--- begin Exercise materials ---
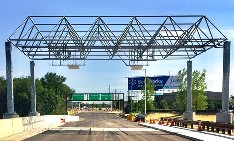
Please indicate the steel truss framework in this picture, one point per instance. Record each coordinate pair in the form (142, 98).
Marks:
(136, 40)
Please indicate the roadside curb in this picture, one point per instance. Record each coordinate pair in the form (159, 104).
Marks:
(173, 133)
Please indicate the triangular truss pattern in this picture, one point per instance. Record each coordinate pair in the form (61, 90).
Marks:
(133, 39)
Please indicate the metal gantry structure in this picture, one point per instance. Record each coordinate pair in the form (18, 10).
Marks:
(136, 40)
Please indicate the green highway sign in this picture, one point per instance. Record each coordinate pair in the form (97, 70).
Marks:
(78, 96)
(106, 97)
(94, 96)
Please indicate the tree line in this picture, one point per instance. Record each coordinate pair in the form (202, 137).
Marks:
(51, 94)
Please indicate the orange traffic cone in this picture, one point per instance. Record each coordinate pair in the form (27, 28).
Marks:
(199, 126)
(172, 122)
(139, 121)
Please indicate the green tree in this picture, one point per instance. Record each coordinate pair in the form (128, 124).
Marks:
(149, 94)
(199, 98)
(181, 94)
(164, 104)
(22, 95)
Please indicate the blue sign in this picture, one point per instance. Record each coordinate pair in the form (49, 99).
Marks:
(160, 82)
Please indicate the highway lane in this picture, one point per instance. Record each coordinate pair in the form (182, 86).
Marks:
(101, 126)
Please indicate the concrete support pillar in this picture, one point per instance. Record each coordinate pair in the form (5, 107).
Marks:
(225, 115)
(33, 91)
(189, 114)
(10, 97)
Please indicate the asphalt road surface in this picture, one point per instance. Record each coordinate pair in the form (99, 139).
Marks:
(101, 126)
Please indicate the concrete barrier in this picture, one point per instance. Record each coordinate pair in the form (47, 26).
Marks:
(13, 126)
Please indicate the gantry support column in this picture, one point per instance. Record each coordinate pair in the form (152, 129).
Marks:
(189, 114)
(225, 115)
(10, 97)
(33, 91)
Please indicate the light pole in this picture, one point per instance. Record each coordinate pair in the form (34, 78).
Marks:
(145, 91)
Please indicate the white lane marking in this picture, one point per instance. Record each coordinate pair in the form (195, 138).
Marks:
(107, 129)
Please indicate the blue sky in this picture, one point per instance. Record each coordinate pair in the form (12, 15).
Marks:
(96, 76)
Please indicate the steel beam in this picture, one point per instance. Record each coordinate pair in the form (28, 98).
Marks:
(9, 71)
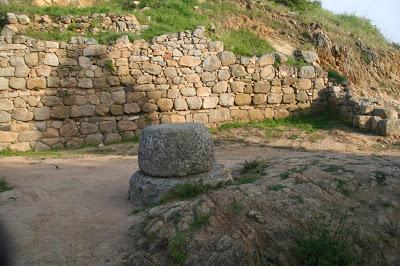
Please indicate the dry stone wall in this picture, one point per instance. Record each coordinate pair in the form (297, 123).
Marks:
(56, 95)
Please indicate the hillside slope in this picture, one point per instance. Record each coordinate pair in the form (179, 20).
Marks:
(350, 45)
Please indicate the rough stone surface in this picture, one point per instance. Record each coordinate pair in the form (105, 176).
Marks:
(174, 150)
(148, 190)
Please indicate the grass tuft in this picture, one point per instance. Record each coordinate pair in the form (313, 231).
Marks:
(325, 243)
(186, 191)
(177, 247)
(246, 43)
(307, 123)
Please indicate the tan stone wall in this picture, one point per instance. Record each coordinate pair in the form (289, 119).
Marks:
(55, 95)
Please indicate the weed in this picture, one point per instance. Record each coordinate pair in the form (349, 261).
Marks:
(309, 123)
(236, 208)
(170, 16)
(253, 167)
(4, 185)
(277, 187)
(246, 43)
(186, 191)
(177, 247)
(380, 177)
(341, 185)
(325, 243)
(335, 169)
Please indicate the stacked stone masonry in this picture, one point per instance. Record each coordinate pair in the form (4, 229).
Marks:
(56, 95)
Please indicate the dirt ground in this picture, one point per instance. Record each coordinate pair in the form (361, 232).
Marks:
(73, 209)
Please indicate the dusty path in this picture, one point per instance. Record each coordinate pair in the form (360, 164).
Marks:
(74, 210)
(76, 214)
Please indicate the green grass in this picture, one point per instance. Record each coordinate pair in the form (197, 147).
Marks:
(26, 7)
(286, 174)
(186, 191)
(380, 177)
(4, 185)
(296, 62)
(59, 153)
(177, 247)
(325, 244)
(170, 16)
(299, 5)
(109, 66)
(307, 123)
(245, 42)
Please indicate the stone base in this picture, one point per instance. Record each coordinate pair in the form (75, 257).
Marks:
(148, 190)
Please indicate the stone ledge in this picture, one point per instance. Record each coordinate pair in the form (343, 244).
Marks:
(147, 190)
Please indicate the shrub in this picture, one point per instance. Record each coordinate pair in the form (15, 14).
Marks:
(177, 247)
(246, 43)
(325, 243)
(299, 4)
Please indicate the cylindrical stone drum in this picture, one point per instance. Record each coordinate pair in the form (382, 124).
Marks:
(176, 150)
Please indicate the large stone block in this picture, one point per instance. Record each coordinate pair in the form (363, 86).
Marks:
(243, 99)
(36, 83)
(211, 63)
(307, 72)
(51, 59)
(22, 114)
(389, 127)
(385, 113)
(4, 84)
(189, 61)
(4, 117)
(95, 50)
(262, 87)
(6, 105)
(176, 150)
(18, 83)
(7, 137)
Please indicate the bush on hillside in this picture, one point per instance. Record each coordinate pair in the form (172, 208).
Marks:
(299, 4)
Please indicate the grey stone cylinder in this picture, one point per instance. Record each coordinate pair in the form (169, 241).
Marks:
(176, 150)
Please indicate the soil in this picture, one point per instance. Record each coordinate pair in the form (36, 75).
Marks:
(74, 210)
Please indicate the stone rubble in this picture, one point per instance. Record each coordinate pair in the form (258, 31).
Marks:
(54, 88)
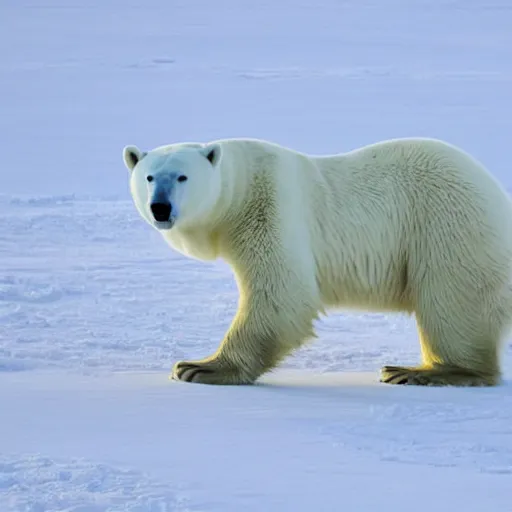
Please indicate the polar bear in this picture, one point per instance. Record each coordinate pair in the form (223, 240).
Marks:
(411, 225)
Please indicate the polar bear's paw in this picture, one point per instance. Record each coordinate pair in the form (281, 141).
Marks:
(436, 376)
(208, 371)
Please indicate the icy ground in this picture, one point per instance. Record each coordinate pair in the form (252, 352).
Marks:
(95, 308)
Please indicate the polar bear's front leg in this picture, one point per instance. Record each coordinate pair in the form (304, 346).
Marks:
(263, 332)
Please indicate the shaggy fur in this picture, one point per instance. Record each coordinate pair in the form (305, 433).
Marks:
(407, 225)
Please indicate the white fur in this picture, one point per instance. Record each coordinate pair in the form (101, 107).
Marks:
(413, 225)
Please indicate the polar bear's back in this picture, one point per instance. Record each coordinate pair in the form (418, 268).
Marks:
(389, 214)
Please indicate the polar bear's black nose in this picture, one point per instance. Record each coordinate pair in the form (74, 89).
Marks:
(161, 211)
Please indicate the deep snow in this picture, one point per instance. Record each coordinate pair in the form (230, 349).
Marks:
(95, 308)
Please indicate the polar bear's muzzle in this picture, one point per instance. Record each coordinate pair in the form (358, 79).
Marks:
(162, 214)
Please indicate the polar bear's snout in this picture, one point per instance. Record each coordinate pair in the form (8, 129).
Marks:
(161, 211)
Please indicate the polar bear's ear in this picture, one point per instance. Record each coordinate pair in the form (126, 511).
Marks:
(212, 153)
(131, 156)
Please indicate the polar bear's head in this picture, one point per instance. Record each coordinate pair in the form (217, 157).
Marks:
(175, 185)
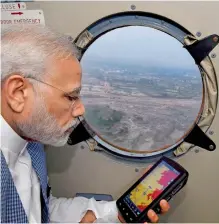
--- end Exercise materials ---
Reproduce every entry above word for word, from the first line through the last. Leave out the pictures.

Please indicate the steel truss framework in this picture, one point per instance. Record each coordinate pair in the form (142, 98).
Marks:
(136, 40)
Please indicate the roadside curb in this picture, one point per instance. Record each coordinate pair in the form (159, 104).
Marks:
(173, 133)
Please indicate the triangular truss pattern in this picture, one point per instance. Record each coordinate pair in the form (61, 90).
Marks:
(133, 39)
Please indicate the metal gantry structure in this picture, one point per instance. Record each coordinate pair in the form (18, 10).
Marks:
(136, 40)
Please indicate the green highway sign in this picture, one point per instance. Record each coordinate pair in the form (97, 70).
Marks:
(78, 96)
(106, 97)
(94, 96)
Please indicate the tree line in this picture, one point per instance. Record each coordinate pair in the form (202, 137).
Marks:
(51, 94)
Please indicate the orange traffic cone in this picture, one point per instance. Record each coordinate pair in the form (27, 28).
Marks:
(199, 126)
(172, 122)
(139, 121)
Please indicate the green tree in this picture, one point per instance. Record each coordinate pair in the form (128, 124).
Marks:
(149, 94)
(199, 98)
(181, 94)
(164, 104)
(22, 95)
Please indicate the blue sign in this picture, one point per instance. Record each coordinate pair in the form (49, 99).
Marks:
(160, 82)
Please indicate the highway lane in this picture, one point per instance. Record each coordinate pair in the form (182, 86).
Marks:
(101, 126)
Please indicate the concrete support pillar in this picture, one point per instance. Record each coordinate pair in the form (5, 107).
Marks:
(225, 115)
(33, 91)
(189, 114)
(10, 97)
Please indicate the asphalt road surface in this picture, one point per instance. Record each coordinate pair in the form (99, 139).
Marks:
(101, 126)
Please indicate the concrete barrier in this picture, one point per instance. Record each coordinate pair in the form (47, 26).
Marks:
(13, 126)
Please indicate the gantry support column in this picture, one point per instance. Record each coordinate pair in the form (152, 129).
Marks:
(189, 114)
(225, 115)
(10, 97)
(33, 91)
Please indicate the light pole in this picture, one point per instance. Record each coordinate pair in the form (34, 78).
Marks:
(145, 91)
Please indicate the white lane marking in this picture, one point per instance. Record each coordinate pair in the form (195, 138).
Marks:
(107, 129)
Please indicate the blue sky in this picture, one point per instance. Record each coordinate pair in the form (12, 15).
Marks:
(96, 76)
Please indicate the steel beam in this picture, one point per instance. Record each coordinate pair in the form (28, 98).
Marks:
(9, 71)
Please indicate the dry stone wall in this picture, one point per instance. Record each coordinate pair in the form (297, 123).
Marks:
(56, 95)
Please indicate the hillside slope in this picture, one point per instance. Record each coordinate pair in the form (179, 20).
Marks:
(350, 45)
Please indicate the rough stone surface in this picture, one point per instance. Record each coordinate pair in the form (105, 176).
Marks:
(174, 150)
(148, 190)
Please indicate the grass tuft in this picture, one point per instance. Record each coordinate pair in the form (313, 231).
Marks:
(325, 243)
(186, 191)
(177, 247)
(246, 43)
(307, 123)
Please indicate the tan stone wall in this picture, one point per instance. Record each coordinate pair in the form (289, 119).
Marks:
(55, 95)
Please indicate the weed in this picture, one point per instance. Record each coordinate pair in the form (349, 261).
Marks:
(309, 123)
(236, 208)
(170, 16)
(253, 167)
(4, 185)
(277, 187)
(246, 43)
(186, 191)
(177, 247)
(380, 177)
(341, 185)
(325, 243)
(335, 169)
Please indicate the stacked stone masonry in this picture, one point per instance. Record each coordinate pair in the form (4, 229).
Marks:
(56, 95)
Please indicate the dirt ground in this picture, one point per instance. Record each coordinate pair in the form (361, 232).
Marks:
(73, 209)
Please indicate the dusty path in this picture, one point per instance. Record each coordinate pair in the form (360, 164).
Marks:
(74, 210)
(76, 214)
Please indicate the green grass in this picture, one point per instance. Record each coordinate pair in the form (197, 147).
Marks:
(26, 7)
(286, 174)
(186, 191)
(380, 177)
(4, 185)
(296, 62)
(59, 153)
(177, 247)
(325, 244)
(170, 16)
(299, 5)
(109, 66)
(307, 123)
(245, 42)
Please indicate the stone base in this picture, one point per instance. Record each coordinate pair in the form (75, 257).
Marks:
(148, 190)
Please indicate the stone ledge in this picture, one point per instance. Record each coordinate pair in the form (343, 244).
Marks:
(147, 190)
Please indicate the shrub in this picture, one point per instance. Record each coordinate pair in the form (15, 14).
Marks:
(177, 247)
(246, 43)
(325, 243)
(299, 4)
Please indicate the cylindrical stone drum in this picture, one point per instance. Record each coordinate pair in the form (382, 124).
Marks:
(176, 150)
Please indicate the large stone block in this picture, one point per instance. Record each coordinate pair in the form (363, 86).
Marks:
(243, 99)
(36, 83)
(211, 63)
(307, 72)
(51, 59)
(22, 114)
(389, 127)
(385, 113)
(4, 84)
(189, 61)
(4, 117)
(95, 50)
(262, 87)
(6, 105)
(176, 150)
(18, 83)
(7, 137)
Please indicate the bush on hillside in this picture, one point per instance. Record each coordinate pair in the form (172, 208).
Marks:
(299, 4)
Please indicate the grey stone cylinder in this picture, one point per instance. Record each coordinate pair in the form (169, 241).
Marks:
(176, 150)
Please indicate the soil in this picture, one point per instance. Record each coordinate pair in the form (36, 75).
Marks:
(74, 210)
Please indicate the stone rubble in this picture, one point per instance. Record each coordinate pair in the form (258, 31).
Marks:
(54, 88)
Please indicate the polar bear in this picture, one point per instance. Record each coordinate pair in the form (223, 240).
Marks:
(411, 225)
Please indicate the polar bear's paw in this picture, one point per instance. Record each coordinate pair in the form (281, 141).
Marks:
(436, 376)
(208, 371)
Please indicate the icy ground in this picture, one point per instance. Record each coordinate pair in the form (252, 352).
Marks:
(95, 308)
Please indicate the polar bear's front leg in this picture, one point per instance. Record each coordinate pair in the form (304, 346).
Marks:
(263, 332)
Please indicate the shaggy fur in this picture, one point per instance. Record each coordinate pair in the form (305, 433).
Marks:
(407, 225)
Please indicate the white fur in this picture, one point per instance. Record each coordinate pair in the form (101, 107).
Marks:
(413, 225)
Please indicate the polar bear's back in this picture, one point per instance. Record each coordinate pair in the form (418, 268).
Marks:
(389, 214)
Please indicate the polar bear's black nose in this picture, one point per instance. Record each coordinate pair in the form (74, 89).
Marks:
(161, 211)
Please indicate the deep snow in this picture, one point per instance. Record each coordinate pair in the form (230, 349).
Marks:
(95, 308)
Please indicate the polar bear's muzzle in this picture, one point per instance. Record each coordinate pair in the form (358, 79).
Marks:
(162, 214)
Please indicate the polar bear's snout in this picture, one point per instance. Record each coordinate pair in the form (8, 129).
Marks:
(161, 211)
Please indicate the polar bear's ear in this picture, one point per instance. Record each coordinate pair in the form (126, 511).
Marks:
(212, 153)
(131, 156)
Please indicate the polar bear's head in this picture, one point per instance. Record each coordinate pair in the form (217, 157).
Marks:
(175, 185)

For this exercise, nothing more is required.